START MATERIAL TO PROCESS

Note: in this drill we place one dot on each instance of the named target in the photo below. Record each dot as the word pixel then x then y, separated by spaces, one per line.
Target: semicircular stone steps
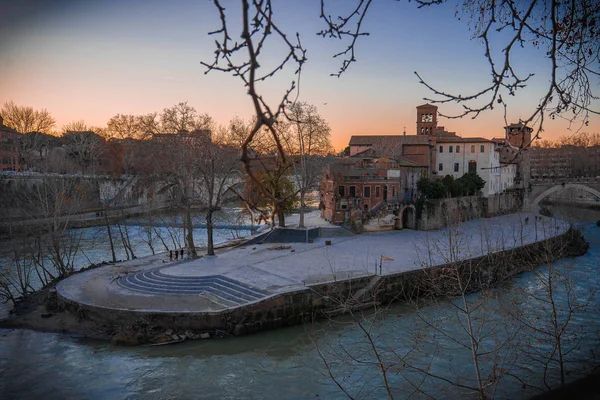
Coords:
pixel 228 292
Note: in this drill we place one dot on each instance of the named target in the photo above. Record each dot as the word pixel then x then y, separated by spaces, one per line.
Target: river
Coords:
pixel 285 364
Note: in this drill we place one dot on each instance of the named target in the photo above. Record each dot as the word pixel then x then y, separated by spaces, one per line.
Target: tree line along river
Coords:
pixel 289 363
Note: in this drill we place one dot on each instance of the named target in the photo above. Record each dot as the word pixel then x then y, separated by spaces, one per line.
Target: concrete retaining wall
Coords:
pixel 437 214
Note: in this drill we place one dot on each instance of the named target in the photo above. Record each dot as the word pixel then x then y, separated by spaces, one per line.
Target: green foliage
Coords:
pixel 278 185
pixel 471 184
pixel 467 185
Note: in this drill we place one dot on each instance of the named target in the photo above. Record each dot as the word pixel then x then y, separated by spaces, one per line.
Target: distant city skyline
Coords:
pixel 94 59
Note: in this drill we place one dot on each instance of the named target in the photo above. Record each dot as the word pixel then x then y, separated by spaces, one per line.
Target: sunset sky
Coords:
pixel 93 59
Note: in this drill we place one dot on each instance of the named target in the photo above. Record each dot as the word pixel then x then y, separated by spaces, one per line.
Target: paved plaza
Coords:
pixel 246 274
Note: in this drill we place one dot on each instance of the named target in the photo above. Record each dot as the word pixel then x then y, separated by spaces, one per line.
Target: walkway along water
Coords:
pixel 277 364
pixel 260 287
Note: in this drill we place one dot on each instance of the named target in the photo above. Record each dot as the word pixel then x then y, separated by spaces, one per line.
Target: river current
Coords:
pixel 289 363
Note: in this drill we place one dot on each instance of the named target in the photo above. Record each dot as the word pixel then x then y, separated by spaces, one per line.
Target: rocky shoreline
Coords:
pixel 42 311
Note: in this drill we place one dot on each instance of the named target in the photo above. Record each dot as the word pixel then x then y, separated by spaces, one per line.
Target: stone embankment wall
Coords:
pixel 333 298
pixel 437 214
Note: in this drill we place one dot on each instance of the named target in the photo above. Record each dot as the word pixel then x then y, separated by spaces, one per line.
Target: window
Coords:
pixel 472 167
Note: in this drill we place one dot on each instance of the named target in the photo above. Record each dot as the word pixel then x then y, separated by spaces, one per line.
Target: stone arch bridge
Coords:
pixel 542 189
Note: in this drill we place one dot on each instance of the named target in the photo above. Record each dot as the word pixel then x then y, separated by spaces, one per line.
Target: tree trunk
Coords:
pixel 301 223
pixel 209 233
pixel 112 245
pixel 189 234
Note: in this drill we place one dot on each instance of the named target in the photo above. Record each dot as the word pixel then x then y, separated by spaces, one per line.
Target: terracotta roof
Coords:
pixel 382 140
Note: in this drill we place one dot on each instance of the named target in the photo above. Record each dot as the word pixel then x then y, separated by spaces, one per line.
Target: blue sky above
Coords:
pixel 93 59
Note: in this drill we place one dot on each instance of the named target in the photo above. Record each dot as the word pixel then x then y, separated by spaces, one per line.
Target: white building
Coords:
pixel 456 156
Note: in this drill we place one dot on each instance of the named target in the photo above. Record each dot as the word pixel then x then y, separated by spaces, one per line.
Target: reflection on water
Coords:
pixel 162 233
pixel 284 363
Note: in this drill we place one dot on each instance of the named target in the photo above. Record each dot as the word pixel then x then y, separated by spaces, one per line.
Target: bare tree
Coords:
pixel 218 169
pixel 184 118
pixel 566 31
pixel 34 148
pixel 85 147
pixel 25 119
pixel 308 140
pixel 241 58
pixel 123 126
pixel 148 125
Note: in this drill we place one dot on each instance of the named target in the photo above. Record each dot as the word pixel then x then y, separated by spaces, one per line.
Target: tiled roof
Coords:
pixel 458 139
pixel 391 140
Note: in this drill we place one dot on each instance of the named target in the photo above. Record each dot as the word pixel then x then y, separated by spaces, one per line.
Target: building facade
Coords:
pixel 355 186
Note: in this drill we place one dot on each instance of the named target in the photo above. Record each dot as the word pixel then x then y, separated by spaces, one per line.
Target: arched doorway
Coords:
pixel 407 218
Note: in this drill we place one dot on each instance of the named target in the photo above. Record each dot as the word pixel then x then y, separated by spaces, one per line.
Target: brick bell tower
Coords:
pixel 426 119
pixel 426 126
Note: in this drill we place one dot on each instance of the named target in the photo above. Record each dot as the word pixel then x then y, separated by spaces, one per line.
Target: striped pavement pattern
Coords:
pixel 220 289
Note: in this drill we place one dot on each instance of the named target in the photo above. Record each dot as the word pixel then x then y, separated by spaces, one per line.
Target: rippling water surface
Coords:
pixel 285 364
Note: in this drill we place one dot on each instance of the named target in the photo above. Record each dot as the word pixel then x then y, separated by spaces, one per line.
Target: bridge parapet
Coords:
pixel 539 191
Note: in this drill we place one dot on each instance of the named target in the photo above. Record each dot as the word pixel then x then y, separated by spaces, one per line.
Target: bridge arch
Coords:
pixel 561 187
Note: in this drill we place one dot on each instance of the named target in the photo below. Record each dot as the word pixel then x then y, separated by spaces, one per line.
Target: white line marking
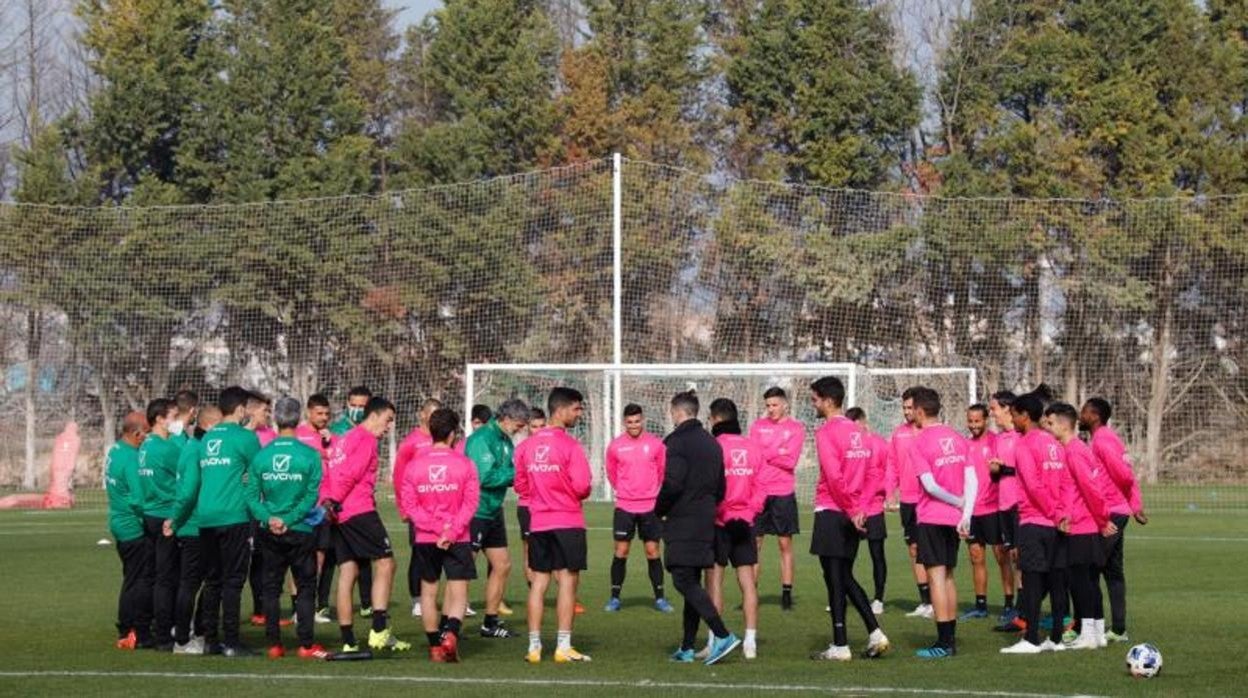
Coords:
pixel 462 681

END MATERIAL TO PROCESS
START MATERIAL TO PROCESS

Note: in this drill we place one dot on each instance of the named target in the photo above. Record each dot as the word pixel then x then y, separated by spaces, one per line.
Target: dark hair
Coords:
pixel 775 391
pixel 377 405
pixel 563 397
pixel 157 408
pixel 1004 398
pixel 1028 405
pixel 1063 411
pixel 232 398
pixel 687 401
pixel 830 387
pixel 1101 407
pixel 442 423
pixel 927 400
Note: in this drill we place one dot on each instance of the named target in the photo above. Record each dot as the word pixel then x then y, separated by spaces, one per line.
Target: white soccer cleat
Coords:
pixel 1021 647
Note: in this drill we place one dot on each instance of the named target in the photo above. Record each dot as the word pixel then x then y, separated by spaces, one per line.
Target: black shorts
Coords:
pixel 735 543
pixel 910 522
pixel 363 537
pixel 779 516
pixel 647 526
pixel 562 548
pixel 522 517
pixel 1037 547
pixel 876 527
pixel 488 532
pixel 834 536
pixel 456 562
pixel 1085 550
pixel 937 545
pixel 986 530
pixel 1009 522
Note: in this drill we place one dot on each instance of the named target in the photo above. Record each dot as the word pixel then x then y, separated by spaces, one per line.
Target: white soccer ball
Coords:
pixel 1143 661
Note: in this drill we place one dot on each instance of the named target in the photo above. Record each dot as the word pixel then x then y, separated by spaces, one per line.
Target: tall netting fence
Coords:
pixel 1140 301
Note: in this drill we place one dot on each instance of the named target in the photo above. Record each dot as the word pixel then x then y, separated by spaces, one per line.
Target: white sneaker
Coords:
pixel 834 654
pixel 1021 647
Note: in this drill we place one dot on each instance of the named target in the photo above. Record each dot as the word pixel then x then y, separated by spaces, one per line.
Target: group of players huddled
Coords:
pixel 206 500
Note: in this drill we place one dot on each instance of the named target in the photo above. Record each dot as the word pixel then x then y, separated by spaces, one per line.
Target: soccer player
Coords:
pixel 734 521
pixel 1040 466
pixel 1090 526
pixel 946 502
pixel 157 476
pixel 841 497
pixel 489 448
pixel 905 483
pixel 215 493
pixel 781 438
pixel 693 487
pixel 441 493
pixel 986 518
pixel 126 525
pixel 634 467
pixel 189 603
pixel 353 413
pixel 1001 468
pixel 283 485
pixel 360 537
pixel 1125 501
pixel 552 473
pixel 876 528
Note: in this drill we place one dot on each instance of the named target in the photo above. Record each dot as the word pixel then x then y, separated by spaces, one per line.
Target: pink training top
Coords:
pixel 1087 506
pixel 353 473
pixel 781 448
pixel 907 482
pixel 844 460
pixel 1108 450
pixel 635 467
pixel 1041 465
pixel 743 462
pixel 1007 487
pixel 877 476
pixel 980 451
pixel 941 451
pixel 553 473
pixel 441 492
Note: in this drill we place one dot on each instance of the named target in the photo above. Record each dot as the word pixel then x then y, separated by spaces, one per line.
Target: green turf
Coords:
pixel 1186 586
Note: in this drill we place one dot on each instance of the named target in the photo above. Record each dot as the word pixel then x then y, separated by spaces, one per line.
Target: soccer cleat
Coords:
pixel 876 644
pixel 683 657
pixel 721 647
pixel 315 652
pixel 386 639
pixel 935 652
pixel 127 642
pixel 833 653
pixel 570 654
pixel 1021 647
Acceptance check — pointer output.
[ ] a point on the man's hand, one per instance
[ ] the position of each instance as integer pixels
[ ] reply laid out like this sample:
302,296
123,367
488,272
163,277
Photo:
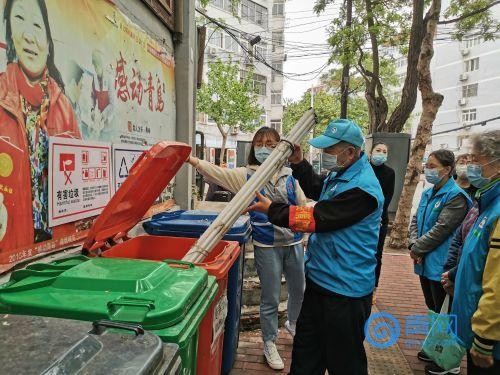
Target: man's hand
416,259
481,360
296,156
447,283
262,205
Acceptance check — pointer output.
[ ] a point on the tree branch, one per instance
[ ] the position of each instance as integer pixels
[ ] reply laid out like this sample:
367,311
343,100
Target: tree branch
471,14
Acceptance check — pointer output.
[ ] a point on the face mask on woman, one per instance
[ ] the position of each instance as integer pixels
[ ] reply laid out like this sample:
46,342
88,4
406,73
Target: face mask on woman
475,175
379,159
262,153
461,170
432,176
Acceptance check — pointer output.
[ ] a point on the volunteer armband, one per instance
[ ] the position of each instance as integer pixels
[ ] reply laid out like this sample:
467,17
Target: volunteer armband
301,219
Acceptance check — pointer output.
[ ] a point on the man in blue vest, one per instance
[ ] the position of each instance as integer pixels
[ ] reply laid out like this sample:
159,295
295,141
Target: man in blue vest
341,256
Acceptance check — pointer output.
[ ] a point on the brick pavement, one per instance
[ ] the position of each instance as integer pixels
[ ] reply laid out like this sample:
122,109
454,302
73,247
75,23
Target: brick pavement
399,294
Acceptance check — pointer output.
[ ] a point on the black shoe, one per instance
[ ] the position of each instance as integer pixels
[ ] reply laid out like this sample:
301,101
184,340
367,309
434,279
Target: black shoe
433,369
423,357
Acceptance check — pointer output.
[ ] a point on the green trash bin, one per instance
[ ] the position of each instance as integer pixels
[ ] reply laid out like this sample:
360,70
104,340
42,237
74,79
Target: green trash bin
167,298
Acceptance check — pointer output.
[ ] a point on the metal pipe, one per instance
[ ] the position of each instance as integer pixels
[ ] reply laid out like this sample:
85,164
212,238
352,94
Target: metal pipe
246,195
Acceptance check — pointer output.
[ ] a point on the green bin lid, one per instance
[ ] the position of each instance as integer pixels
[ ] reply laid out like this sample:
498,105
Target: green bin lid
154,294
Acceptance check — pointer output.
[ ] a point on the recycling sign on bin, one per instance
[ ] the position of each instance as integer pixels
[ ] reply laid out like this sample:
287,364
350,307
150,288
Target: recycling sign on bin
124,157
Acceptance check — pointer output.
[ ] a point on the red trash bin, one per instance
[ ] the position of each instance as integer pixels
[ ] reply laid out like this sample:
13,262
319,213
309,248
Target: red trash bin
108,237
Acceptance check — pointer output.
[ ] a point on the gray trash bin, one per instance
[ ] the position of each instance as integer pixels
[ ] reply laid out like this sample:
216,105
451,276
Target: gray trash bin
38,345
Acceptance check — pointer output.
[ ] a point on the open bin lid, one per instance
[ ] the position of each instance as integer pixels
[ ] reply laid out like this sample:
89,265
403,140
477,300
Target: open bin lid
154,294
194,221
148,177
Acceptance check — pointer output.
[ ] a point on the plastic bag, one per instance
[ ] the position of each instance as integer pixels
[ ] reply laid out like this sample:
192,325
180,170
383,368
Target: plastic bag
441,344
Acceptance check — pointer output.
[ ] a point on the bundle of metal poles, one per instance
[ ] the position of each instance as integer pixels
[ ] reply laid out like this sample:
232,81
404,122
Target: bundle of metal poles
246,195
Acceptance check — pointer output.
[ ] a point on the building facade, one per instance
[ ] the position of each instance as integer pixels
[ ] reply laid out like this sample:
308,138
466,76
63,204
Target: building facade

END MATERIAL TO PROCESS
START MATERIAL TO PROCESS

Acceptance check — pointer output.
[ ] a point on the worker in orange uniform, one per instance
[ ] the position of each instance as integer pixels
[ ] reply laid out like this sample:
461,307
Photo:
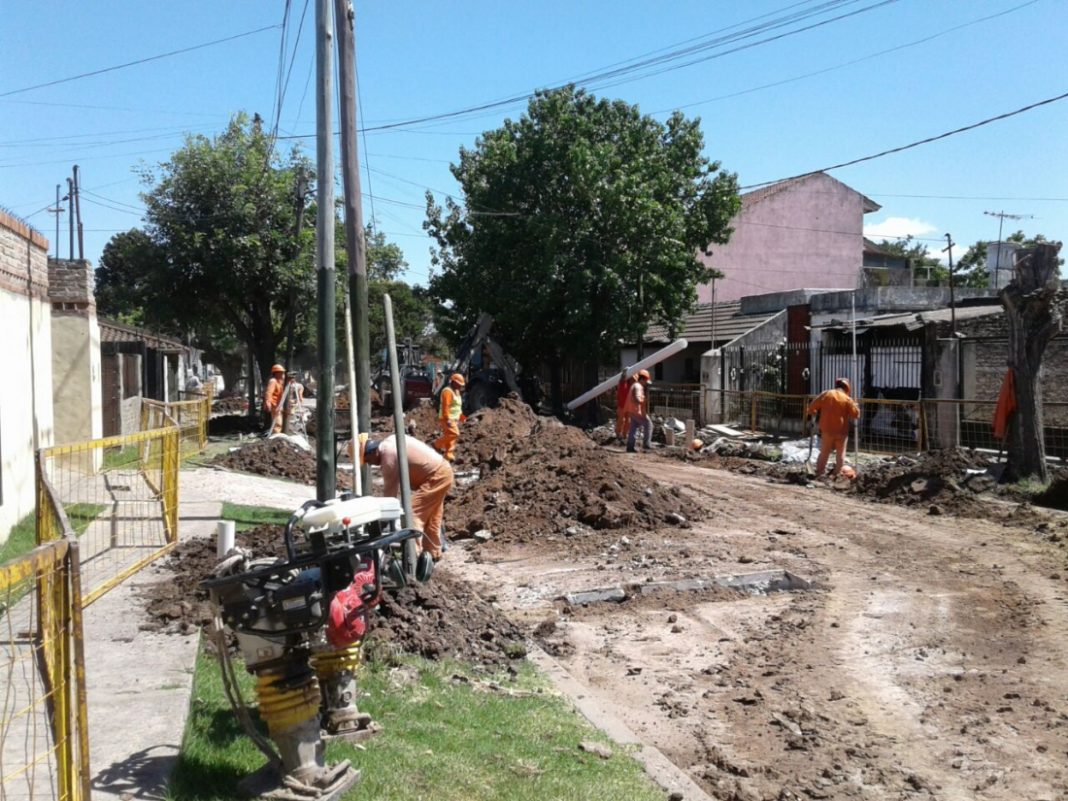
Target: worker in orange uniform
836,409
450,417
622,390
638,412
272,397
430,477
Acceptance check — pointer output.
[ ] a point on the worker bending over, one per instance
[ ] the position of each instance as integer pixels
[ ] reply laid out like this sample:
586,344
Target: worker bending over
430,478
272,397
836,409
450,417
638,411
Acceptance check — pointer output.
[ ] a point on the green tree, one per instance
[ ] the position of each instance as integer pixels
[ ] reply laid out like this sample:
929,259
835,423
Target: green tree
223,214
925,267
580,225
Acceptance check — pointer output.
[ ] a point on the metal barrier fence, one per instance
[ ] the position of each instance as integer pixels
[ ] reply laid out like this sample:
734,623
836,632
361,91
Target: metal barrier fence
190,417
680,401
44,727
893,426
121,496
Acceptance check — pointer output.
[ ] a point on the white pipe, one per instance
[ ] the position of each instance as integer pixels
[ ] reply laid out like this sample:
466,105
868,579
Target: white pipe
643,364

END MATERIAL TO PROCESS

BRIEF
Scan the data above for the word "soccer" and report every line where it is found.

ANSWER
Target: white soccer cleat
Target: white soccer ball
Target: soccer player
Target: soccer cleat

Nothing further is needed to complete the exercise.